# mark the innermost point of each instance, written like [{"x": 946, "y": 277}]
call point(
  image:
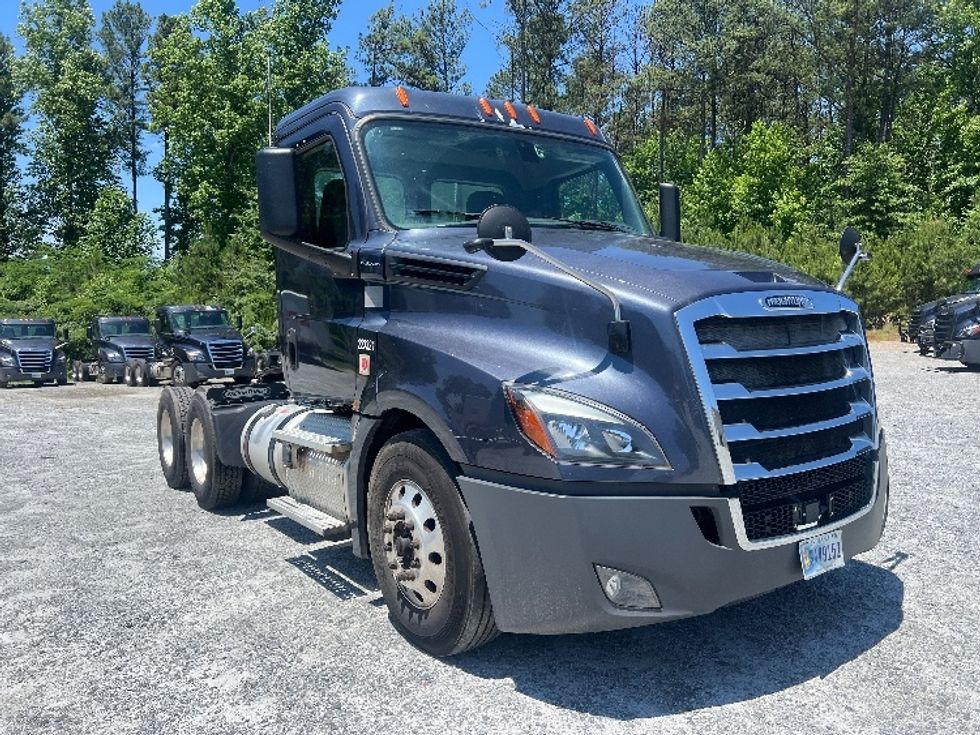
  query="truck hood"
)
[
  {"x": 33, "y": 343},
  {"x": 652, "y": 269},
  {"x": 130, "y": 340}
]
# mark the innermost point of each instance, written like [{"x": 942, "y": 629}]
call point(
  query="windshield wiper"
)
[
  {"x": 591, "y": 224},
  {"x": 467, "y": 216}
]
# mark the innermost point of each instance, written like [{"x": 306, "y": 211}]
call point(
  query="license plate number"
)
[{"x": 821, "y": 554}]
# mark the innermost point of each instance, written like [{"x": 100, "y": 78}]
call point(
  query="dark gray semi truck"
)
[
  {"x": 31, "y": 351},
  {"x": 531, "y": 412}
]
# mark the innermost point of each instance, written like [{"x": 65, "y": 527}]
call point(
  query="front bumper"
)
[
  {"x": 198, "y": 372},
  {"x": 538, "y": 552},
  {"x": 966, "y": 351},
  {"x": 12, "y": 374}
]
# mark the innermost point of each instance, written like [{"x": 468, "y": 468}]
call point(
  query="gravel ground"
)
[{"x": 126, "y": 609}]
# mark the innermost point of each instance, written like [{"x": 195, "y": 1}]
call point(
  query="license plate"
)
[{"x": 821, "y": 554}]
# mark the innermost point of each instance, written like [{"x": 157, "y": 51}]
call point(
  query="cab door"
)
[{"x": 320, "y": 305}]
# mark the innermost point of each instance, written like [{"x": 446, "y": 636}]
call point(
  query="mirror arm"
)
[
  {"x": 859, "y": 255},
  {"x": 620, "y": 341}
]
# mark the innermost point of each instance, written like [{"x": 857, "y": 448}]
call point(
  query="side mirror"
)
[
  {"x": 275, "y": 170},
  {"x": 498, "y": 225},
  {"x": 850, "y": 241}
]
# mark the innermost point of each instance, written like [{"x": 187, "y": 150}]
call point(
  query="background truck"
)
[
  {"x": 195, "y": 343},
  {"x": 111, "y": 343},
  {"x": 922, "y": 323},
  {"x": 531, "y": 413},
  {"x": 31, "y": 351}
]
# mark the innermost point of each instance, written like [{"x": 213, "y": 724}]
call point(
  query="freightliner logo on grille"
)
[{"x": 787, "y": 301}]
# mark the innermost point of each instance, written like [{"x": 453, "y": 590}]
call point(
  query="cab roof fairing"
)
[{"x": 359, "y": 102}]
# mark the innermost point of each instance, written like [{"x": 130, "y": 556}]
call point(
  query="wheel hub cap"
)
[{"x": 414, "y": 546}]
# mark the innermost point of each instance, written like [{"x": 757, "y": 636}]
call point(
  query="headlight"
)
[
  {"x": 971, "y": 330},
  {"x": 570, "y": 429}
]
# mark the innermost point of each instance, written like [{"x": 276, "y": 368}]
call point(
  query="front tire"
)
[
  {"x": 423, "y": 552},
  {"x": 171, "y": 414},
  {"x": 215, "y": 485}
]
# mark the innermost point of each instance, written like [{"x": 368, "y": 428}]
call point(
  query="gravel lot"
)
[{"x": 124, "y": 608}]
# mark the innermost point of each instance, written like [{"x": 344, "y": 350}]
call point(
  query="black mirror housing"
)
[
  {"x": 278, "y": 203},
  {"x": 849, "y": 241}
]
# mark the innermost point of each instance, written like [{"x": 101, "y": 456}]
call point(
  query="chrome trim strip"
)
[
  {"x": 722, "y": 351},
  {"x": 755, "y": 471},
  {"x": 747, "y": 432},
  {"x": 737, "y": 391},
  {"x": 735, "y": 507}
]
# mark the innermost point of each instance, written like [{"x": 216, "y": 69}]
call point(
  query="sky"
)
[{"x": 482, "y": 56}]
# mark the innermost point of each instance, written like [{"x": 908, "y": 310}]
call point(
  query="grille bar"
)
[
  {"x": 34, "y": 361},
  {"x": 226, "y": 355},
  {"x": 724, "y": 351},
  {"x": 747, "y": 432}
]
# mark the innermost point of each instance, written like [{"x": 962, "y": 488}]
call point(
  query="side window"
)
[
  {"x": 589, "y": 196},
  {"x": 325, "y": 219}
]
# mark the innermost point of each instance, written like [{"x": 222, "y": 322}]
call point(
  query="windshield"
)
[
  {"x": 185, "y": 321},
  {"x": 26, "y": 331},
  {"x": 129, "y": 326},
  {"x": 437, "y": 174}
]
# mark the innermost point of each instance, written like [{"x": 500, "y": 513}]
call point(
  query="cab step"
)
[{"x": 309, "y": 517}]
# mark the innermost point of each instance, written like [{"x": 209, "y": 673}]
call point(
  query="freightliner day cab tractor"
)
[
  {"x": 531, "y": 413},
  {"x": 31, "y": 352},
  {"x": 111, "y": 343}
]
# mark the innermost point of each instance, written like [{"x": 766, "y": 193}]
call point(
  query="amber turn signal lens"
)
[{"x": 531, "y": 424}]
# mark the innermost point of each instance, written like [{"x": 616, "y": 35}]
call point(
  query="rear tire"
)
[
  {"x": 215, "y": 485},
  {"x": 171, "y": 414},
  {"x": 445, "y": 609}
]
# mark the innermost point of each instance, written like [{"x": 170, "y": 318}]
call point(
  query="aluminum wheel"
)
[
  {"x": 199, "y": 461},
  {"x": 414, "y": 545},
  {"x": 166, "y": 439}
]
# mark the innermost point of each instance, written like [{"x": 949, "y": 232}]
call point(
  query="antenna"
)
[{"x": 268, "y": 91}]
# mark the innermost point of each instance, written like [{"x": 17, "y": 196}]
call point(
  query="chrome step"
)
[
  {"x": 309, "y": 517},
  {"x": 336, "y": 446}
]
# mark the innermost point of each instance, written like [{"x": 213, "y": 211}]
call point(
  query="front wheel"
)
[{"x": 424, "y": 555}]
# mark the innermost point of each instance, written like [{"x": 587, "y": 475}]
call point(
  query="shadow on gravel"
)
[
  {"x": 736, "y": 654},
  {"x": 338, "y": 571}
]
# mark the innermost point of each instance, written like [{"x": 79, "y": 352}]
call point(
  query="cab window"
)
[{"x": 325, "y": 216}]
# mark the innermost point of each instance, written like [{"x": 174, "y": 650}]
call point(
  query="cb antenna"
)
[{"x": 268, "y": 91}]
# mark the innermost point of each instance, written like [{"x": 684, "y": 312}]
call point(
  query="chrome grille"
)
[
  {"x": 138, "y": 353},
  {"x": 34, "y": 361},
  {"x": 788, "y": 396},
  {"x": 226, "y": 354}
]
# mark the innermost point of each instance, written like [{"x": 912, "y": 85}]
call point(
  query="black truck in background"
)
[
  {"x": 921, "y": 329},
  {"x": 31, "y": 351},
  {"x": 111, "y": 343},
  {"x": 532, "y": 413}
]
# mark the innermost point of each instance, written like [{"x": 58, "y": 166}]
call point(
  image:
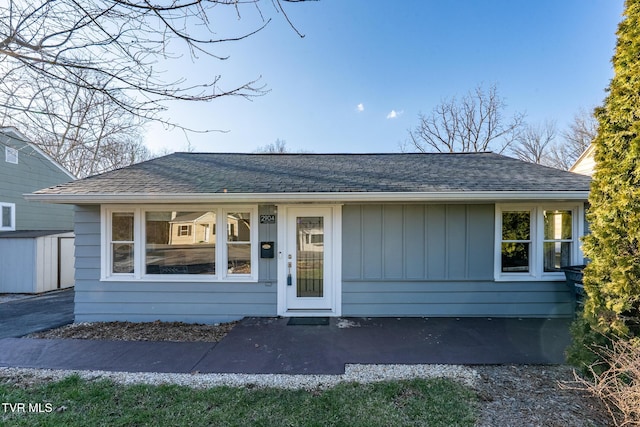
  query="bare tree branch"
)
[
  {"x": 473, "y": 123},
  {"x": 533, "y": 143},
  {"x": 117, "y": 48}
]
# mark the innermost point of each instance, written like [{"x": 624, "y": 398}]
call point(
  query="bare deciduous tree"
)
[
  {"x": 83, "y": 130},
  {"x": 117, "y": 48},
  {"x": 470, "y": 124},
  {"x": 534, "y": 141},
  {"x": 577, "y": 138},
  {"x": 80, "y": 78},
  {"x": 277, "y": 147}
]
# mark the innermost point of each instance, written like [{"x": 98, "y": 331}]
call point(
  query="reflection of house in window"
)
[
  {"x": 192, "y": 227},
  {"x": 184, "y": 230}
]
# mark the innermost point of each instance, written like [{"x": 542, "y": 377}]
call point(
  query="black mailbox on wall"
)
[{"x": 267, "y": 250}]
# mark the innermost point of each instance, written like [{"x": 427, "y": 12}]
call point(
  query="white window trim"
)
[
  {"x": 13, "y": 216},
  {"x": 11, "y": 155},
  {"x": 536, "y": 270},
  {"x": 140, "y": 238}
]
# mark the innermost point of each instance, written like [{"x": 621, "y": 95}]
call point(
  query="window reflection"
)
[{"x": 180, "y": 242}]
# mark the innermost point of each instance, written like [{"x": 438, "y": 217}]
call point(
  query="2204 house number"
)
[{"x": 267, "y": 219}]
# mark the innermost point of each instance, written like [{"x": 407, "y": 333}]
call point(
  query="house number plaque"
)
[{"x": 267, "y": 219}]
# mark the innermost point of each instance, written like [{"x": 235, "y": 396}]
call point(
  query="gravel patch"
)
[{"x": 353, "y": 373}]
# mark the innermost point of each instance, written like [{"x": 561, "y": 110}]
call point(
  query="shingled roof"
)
[{"x": 232, "y": 174}]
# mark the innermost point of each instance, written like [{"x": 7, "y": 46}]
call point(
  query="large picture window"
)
[
  {"x": 178, "y": 242},
  {"x": 535, "y": 242},
  {"x": 172, "y": 246}
]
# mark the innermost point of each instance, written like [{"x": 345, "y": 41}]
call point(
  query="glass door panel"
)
[{"x": 309, "y": 256}]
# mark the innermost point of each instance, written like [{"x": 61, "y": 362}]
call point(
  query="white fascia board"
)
[{"x": 355, "y": 197}]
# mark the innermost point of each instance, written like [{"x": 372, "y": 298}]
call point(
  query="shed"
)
[{"x": 33, "y": 262}]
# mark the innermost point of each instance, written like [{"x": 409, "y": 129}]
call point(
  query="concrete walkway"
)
[
  {"x": 23, "y": 316},
  {"x": 270, "y": 346}
]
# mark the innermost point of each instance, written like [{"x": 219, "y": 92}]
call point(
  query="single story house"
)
[{"x": 424, "y": 235}]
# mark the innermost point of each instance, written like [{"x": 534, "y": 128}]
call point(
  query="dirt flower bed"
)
[{"x": 148, "y": 331}]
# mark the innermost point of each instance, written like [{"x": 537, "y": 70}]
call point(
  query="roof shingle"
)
[{"x": 193, "y": 173}]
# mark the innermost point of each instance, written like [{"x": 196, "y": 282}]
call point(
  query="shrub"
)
[{"x": 616, "y": 380}]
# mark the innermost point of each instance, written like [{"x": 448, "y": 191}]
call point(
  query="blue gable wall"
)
[{"x": 33, "y": 172}]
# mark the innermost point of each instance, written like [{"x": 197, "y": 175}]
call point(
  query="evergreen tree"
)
[{"x": 612, "y": 279}]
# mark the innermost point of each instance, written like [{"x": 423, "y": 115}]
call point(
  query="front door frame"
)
[{"x": 334, "y": 258}]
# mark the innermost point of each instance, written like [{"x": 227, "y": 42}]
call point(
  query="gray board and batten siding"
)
[
  {"x": 422, "y": 260},
  {"x": 434, "y": 260}
]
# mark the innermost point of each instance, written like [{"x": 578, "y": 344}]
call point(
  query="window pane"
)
[
  {"x": 556, "y": 255},
  {"x": 122, "y": 227},
  {"x": 122, "y": 257},
  {"x": 239, "y": 258},
  {"x": 180, "y": 242},
  {"x": 515, "y": 257},
  {"x": 516, "y": 225},
  {"x": 6, "y": 216},
  {"x": 557, "y": 225},
  {"x": 239, "y": 227}
]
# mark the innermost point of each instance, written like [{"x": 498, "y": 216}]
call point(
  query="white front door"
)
[{"x": 309, "y": 278}]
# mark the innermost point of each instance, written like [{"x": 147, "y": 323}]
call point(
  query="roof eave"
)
[{"x": 448, "y": 196}]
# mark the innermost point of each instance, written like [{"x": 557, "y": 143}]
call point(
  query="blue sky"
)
[{"x": 365, "y": 70}]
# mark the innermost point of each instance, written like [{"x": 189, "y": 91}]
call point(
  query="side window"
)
[
  {"x": 7, "y": 217},
  {"x": 122, "y": 243},
  {"x": 536, "y": 241},
  {"x": 558, "y": 239},
  {"x": 11, "y": 155},
  {"x": 516, "y": 242}
]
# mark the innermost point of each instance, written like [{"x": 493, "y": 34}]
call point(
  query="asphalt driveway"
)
[{"x": 32, "y": 314}]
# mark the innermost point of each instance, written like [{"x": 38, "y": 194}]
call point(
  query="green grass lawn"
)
[{"x": 419, "y": 402}]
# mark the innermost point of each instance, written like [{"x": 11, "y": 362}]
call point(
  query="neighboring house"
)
[
  {"x": 586, "y": 163},
  {"x": 475, "y": 234},
  {"x": 34, "y": 237}
]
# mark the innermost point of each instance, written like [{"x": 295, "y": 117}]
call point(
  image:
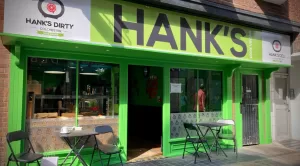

• **Goal**:
Pull out every line of the records that contains the word "door".

• **Task solution**:
  query="cab door"
  query="glass door panel"
  query="front door frame"
  query="white front door"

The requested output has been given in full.